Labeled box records
★ ★ ★ ★
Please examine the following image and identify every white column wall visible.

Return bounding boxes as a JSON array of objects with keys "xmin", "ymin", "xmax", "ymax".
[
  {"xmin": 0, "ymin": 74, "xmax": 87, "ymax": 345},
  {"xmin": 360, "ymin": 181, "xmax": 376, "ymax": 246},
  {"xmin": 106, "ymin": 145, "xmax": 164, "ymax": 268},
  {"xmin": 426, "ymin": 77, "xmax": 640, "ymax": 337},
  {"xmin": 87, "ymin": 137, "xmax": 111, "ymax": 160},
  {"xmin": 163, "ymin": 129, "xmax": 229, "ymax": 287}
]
★ ★ ★ ★
TASK REQUIREMENTS:
Could you output the entire listing above verbatim, line for line?

EXERCISE OUTPUT:
Please examine the following image and identify every white column wall visible.

Return bounding boxes as a JSON array of objects with keys "xmin", "ymin", "xmax", "ymax".
[
  {"xmin": 0, "ymin": 74, "xmax": 87, "ymax": 345},
  {"xmin": 360, "ymin": 181, "xmax": 376, "ymax": 246},
  {"xmin": 106, "ymin": 145, "xmax": 164, "ymax": 268},
  {"xmin": 426, "ymin": 77, "xmax": 640, "ymax": 337},
  {"xmin": 87, "ymin": 137, "xmax": 111, "ymax": 160},
  {"xmin": 163, "ymin": 129, "xmax": 229, "ymax": 287}
]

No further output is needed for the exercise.